▶ _Zitierter Textauszug_

___

Aufgrund von § 5 S. 1 der Zwölften Bayerischen Schutzmaßnahmenverordnung (12. BayIfSMV) sind zwar derzeit Veranstaltungen jeglicher Art landesweit untersagt. Dieses Verbot gilt aber nicht für Versammlungen (im Sinn von § 7 der 12. BayIfSMV). Jedoch handelt es sich bei der Eigentümerversammlung gerade nicht um eine Versammlung in diesem Sinne. Denn sie ist keine Zusammenkunft, die der öffentlichen Meinungsbildung dient (BVerfGE 104, 92 (104).

2. Eigentümerversammlung als Veranstaltung (i.S.v. § 5 BayIfSMV)

Man kann die Auffassung vertreten, dass es sich bei der Eigentümerversammlung um eine Veranstaltung (i.S.v. § 5 der 12. BayIfSMV) handelt, die also wegen des allgemeinen Veranstaltungsverbots generell untersagt ist (AG München, BeckRS 2021, 4712).

___

(Quelldatensätze)
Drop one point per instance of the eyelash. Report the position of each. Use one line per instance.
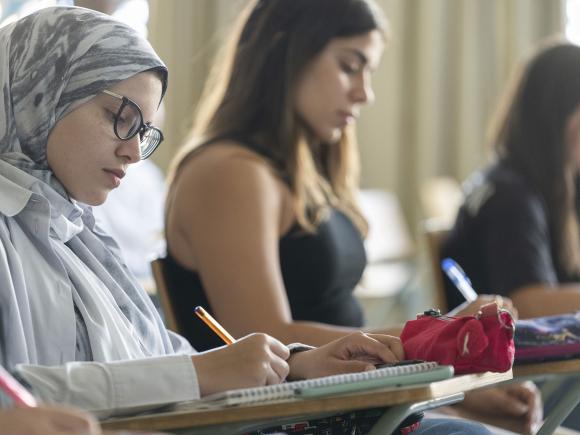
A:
(349, 68)
(112, 115)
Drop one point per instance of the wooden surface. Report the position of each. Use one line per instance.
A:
(571, 366)
(185, 416)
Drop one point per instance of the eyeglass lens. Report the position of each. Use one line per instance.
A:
(130, 121)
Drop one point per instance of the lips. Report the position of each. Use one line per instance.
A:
(119, 173)
(347, 117)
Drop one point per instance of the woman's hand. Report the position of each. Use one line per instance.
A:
(471, 308)
(521, 401)
(253, 361)
(47, 421)
(354, 353)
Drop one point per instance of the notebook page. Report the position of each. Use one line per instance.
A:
(289, 389)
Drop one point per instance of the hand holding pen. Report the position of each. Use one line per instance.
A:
(463, 284)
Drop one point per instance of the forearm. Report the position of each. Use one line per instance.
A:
(311, 333)
(318, 334)
(538, 301)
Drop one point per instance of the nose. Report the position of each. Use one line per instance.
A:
(363, 91)
(130, 149)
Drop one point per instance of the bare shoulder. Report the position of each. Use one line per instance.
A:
(228, 173)
(224, 163)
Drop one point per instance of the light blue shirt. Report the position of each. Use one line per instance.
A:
(53, 259)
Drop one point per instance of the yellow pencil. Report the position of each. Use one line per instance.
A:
(214, 325)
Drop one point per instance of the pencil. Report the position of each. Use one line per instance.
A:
(15, 390)
(214, 325)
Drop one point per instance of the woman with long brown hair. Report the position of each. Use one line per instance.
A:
(517, 232)
(262, 224)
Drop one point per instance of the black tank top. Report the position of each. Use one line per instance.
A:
(320, 272)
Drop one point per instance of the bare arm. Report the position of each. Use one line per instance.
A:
(230, 210)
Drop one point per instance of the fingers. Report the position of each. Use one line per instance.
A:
(279, 368)
(278, 348)
(382, 348)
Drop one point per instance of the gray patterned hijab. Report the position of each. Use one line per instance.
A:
(52, 62)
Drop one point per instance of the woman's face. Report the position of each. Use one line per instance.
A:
(83, 151)
(335, 85)
(573, 138)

___

▶ _Aufgabe 1_
Welche Vorschriften und Gerichtsentscheidungen zitiert der Textauszug zur Eigentümerversammlung? Nenne jede Fundstelle einmal.
▶ _Aufgabe 2_
Warum ist die Eigentümerversammlung laut dem Textauszug zur Eigentümerversammlung keine Versammlung im Sinne von § 7 der 12. BayIfSMV?
▶ _Aufgabe 3_
Führe den Textauszug zur Eigentümerversammlung nach seinem letzten Satz fort.

▶ _Lösung 1_
- § 5 S. 1 der Zwölften Bayerischen Schutzmaßnahmenverordnung (12. BayIfSMV), auch als § 5 der 12. BayIfSMV angeführt
- § 7 der 12. BayIfSMV
- BVerfGE 104, 92 (104)
- AG München, BeckRS 2021, 4712

▶ _Lösung 2_
Sie ist keine Zusammenkunft, die der öffentlichen Meinungsbildung dient.

▶ _Lösung 3_
Diese Ansicht ist aber zumindest diskussionswürdig. Die Regelung zum allgemeinen Veranstaltungsverbot steht nämlich in einem Teil der Verordnung (Teil 2 der 12. BayIfSMV), der das öffentliche Leben betrifft. Bei der Eigentümerversammlung handelt es sich gerade nicht um eine öffentlich zugängliche Veranstaltung, an der jeder Interessierte teilnehmen darf (§ 23 Abs. 1 WEG). Es spricht somit vieles dafür, die Zulässigkeit einer Eigentümerversammlung stattdessen nach den Regelungen für den gemeinsamen Aufenthalt in privat genutzten Räumen (§ 4 der 12. BayIfSMV) zu beurteilen. Allerdings hilft das kaum weiter. Selbst in privat genutzten Räumen ist nämlich ein Zusammentreffen von mehr als zwei Haushalten derzeit auch verboten.

3. Abhalten der Eigentümerversammlung 

In einer Eigentümergemeinschaft sind manchmal Entscheidungen zu treffen, die nicht aufgeschoben werden können. Was ist zu tun, wenn der irreparable Ausfall einer alten Heizungsanlage zu befürchten ist? Aus eigenem Recht darf der Verwalter keine neue Heizung einbauen lassen. Die Eigentümer müssen also über die Auftragsvergabe beschließen.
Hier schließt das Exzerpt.